**QUOTED PASSAGE**:
Ensuring that my grandpa receives adequate nutrition slash doesn’t die from food poisoning is almost exactly like trying to tempt the palette of a dog. He will eat just about anything that he finds lying around, but he most certainly does not have any interest in what you have planned for him to consume. He is a huge fan of meat, as any true man is, though he has a habit of buying 4 lamb chops, 2 ribeyes, and some veal all at the same time, and all (of course) within 2 days of expiration. Now, I’m not positive if ya’ll are good at math but I’m sure you can imagine the meat to meal number ratio that is created when you leave Grandpa to his own devices while at the grocery. You’d think he was actually shopping for a pack of rabid dogs, not a single old man with the appetite of a sparrow.
Now, critics may say that I should just freeze the excess.
And I have.
However, I have learned my lesson. Because while rummaging through the freezer looking for either ice cream, or his keys, my grandpa has come across my secretly stashed frozen meat, each and every time. And though just barely, he does in fact know that this was not where he had originally put his prized purchase. In an attempt to right the wrong that I have created, the chops, steaks etc end up reassigned to the counter, the silverware drawer or the ever-surprising dumping ground that is the bread box.

[Dataset entries]
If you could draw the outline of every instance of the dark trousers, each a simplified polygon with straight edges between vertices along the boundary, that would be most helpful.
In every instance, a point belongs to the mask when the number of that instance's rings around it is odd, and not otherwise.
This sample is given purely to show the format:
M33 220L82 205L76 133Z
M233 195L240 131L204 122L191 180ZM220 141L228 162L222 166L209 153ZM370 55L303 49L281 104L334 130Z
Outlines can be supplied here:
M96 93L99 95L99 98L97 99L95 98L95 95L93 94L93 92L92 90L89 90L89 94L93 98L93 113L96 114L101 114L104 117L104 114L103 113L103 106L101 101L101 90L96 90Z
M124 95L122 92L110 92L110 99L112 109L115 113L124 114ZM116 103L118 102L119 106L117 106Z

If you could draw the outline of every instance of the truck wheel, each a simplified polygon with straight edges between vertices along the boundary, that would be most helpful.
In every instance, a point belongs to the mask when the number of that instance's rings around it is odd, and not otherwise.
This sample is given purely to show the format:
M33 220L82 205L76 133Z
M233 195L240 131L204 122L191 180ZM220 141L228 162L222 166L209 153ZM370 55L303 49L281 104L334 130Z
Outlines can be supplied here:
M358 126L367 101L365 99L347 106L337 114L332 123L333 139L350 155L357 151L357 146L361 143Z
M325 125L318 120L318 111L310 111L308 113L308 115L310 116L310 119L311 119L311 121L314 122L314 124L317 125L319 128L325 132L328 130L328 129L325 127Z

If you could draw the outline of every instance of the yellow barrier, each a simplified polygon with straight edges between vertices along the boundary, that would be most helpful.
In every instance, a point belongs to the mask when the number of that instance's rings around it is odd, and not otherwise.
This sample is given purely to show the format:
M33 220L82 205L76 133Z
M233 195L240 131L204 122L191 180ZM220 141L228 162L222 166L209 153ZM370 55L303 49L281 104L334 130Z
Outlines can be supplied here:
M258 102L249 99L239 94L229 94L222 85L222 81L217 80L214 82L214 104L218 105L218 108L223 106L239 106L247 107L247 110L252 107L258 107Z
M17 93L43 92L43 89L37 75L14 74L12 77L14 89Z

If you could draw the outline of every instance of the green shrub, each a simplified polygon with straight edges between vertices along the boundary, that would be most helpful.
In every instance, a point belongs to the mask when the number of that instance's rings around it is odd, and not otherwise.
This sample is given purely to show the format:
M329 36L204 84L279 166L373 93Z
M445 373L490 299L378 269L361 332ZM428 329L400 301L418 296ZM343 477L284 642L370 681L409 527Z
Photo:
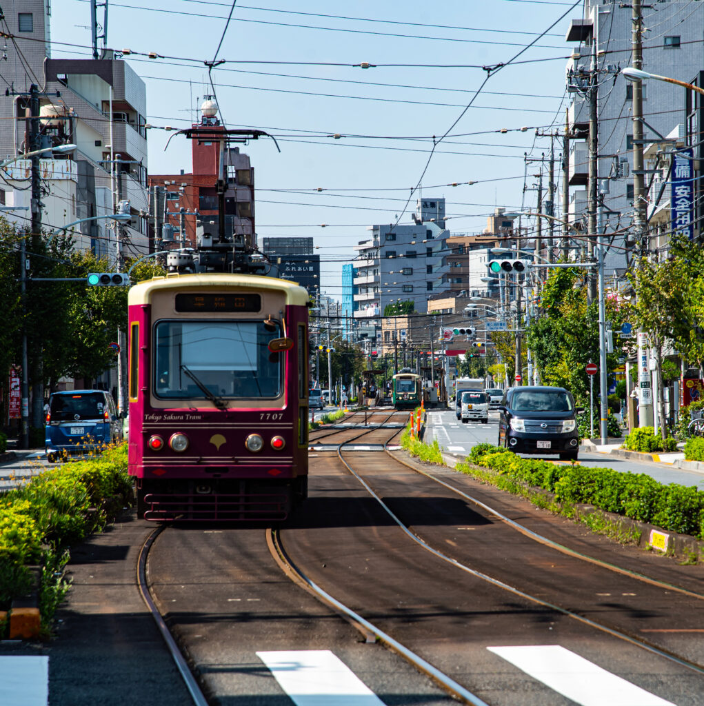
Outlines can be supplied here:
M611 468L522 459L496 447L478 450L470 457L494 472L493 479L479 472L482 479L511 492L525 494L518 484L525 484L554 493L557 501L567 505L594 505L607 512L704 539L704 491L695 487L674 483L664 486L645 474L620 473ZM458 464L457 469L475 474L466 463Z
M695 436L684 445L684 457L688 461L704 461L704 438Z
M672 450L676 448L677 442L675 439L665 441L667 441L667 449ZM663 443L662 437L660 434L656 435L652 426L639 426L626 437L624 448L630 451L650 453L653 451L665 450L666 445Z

...

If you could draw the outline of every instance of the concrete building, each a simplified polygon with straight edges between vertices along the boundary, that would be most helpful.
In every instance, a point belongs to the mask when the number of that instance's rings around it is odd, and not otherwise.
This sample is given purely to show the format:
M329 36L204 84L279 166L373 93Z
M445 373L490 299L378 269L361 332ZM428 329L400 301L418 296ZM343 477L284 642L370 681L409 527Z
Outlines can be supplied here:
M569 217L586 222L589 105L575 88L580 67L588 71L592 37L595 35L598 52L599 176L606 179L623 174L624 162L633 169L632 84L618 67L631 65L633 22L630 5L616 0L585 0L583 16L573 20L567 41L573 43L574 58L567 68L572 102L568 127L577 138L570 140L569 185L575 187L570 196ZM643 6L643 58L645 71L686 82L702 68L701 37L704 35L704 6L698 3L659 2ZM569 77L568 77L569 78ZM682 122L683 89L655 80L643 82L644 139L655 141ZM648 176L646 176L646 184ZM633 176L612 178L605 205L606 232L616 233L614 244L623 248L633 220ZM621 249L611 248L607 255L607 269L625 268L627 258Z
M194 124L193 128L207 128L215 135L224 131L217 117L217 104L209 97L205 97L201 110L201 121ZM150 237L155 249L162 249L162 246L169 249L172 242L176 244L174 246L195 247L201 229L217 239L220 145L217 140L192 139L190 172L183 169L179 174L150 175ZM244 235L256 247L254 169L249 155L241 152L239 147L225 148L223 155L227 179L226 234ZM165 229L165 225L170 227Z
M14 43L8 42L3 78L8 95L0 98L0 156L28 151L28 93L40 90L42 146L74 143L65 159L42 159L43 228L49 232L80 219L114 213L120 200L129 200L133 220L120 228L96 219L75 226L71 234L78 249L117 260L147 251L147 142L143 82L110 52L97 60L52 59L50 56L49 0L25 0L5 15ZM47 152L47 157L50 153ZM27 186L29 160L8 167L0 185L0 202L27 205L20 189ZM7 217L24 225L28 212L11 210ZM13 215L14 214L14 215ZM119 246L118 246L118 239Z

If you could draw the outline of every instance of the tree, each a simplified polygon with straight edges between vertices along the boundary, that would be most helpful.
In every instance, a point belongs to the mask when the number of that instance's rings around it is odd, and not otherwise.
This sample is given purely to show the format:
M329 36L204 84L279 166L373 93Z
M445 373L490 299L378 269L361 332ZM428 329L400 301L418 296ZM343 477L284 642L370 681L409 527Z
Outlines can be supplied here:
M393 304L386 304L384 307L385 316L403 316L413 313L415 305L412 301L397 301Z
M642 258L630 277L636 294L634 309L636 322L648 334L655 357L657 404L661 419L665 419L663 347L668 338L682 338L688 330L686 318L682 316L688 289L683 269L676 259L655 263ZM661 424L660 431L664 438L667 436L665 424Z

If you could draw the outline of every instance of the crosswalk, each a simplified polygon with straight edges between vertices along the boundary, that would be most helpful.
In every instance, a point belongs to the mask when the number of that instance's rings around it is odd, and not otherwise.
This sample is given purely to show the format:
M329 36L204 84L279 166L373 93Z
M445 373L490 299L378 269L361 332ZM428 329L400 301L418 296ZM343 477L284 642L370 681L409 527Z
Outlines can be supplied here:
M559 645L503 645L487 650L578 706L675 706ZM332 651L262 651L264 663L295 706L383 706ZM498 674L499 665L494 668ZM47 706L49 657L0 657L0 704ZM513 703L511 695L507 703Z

* * *

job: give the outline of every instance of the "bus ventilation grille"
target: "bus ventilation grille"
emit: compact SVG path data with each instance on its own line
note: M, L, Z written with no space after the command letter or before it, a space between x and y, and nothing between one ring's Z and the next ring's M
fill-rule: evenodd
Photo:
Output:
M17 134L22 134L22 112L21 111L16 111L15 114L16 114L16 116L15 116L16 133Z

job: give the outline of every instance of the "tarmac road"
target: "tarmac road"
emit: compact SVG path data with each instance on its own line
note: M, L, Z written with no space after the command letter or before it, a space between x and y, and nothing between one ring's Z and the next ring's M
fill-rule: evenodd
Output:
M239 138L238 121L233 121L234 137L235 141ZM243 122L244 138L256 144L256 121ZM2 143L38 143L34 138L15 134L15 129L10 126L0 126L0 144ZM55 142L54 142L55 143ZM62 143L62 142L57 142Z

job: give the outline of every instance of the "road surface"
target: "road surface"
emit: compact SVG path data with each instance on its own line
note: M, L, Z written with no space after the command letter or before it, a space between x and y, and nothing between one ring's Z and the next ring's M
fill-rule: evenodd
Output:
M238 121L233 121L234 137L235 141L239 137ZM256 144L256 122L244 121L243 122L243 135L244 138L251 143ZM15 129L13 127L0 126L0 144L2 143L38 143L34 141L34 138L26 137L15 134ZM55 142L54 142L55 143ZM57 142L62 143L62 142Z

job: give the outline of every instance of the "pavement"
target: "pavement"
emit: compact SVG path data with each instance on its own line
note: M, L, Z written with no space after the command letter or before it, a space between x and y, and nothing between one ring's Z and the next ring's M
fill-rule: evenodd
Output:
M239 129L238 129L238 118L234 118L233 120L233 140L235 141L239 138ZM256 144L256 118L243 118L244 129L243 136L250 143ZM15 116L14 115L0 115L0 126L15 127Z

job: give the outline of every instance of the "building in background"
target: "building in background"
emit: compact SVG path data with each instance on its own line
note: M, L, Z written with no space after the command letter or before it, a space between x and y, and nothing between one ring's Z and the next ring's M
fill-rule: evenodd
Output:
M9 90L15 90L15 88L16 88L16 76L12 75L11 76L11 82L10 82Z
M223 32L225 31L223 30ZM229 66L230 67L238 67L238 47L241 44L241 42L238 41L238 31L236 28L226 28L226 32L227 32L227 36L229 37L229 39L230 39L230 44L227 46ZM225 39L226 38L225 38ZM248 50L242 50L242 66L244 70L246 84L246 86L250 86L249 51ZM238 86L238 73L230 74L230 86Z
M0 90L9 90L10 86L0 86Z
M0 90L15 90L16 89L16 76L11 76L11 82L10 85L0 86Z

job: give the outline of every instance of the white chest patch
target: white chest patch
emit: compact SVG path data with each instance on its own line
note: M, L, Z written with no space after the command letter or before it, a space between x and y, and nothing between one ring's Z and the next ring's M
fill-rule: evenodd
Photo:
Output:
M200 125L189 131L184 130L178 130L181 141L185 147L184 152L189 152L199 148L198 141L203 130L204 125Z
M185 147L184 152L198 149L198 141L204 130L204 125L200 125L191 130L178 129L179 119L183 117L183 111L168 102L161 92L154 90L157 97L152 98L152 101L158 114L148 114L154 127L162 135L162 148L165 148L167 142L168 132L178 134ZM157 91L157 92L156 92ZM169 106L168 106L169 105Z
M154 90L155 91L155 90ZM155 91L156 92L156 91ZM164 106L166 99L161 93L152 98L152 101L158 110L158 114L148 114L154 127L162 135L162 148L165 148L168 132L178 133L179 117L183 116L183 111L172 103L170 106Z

**ACTIVITIES**:
1 > Extract from the passage about feeding Grandpa the part that begins at the words "Ensuring that my" and ends after the words "And I have.".
2 > In the passage about feeding Grandpa, what meat does he buy all at the same time?

**EXPECTED OUTPUTS**:
1 >
Ensuring that my grandpa receives adequate nutrition slash doesn’t die from food poisoning is almost exactly like trying to tempt the palette of a dog. He will eat just about anything that he finds lying around, but he most certainly does not have any interest in what you have planned for him to consume. He is a huge fan of meat, as any true man is, though he has a habit of buying 4 lamb chops, 2 ribeyes, and some veal all at the same time, and all (of course) within 2 days of expiration. Now, I’m not positive if ya’ll are good at math but I’m sure you can imagine the meat to meal number ratio that is created when you leave Grandpa to his own devices while at the grocery. You’d think he was actually shopping for a pack of rabid dogs, not a single old man with the appetite of a sparrow.
Now, critics may say that I should just freeze the excess.
And I have.

2 > 4 lamb chops, 2 ribeyes, and some veal.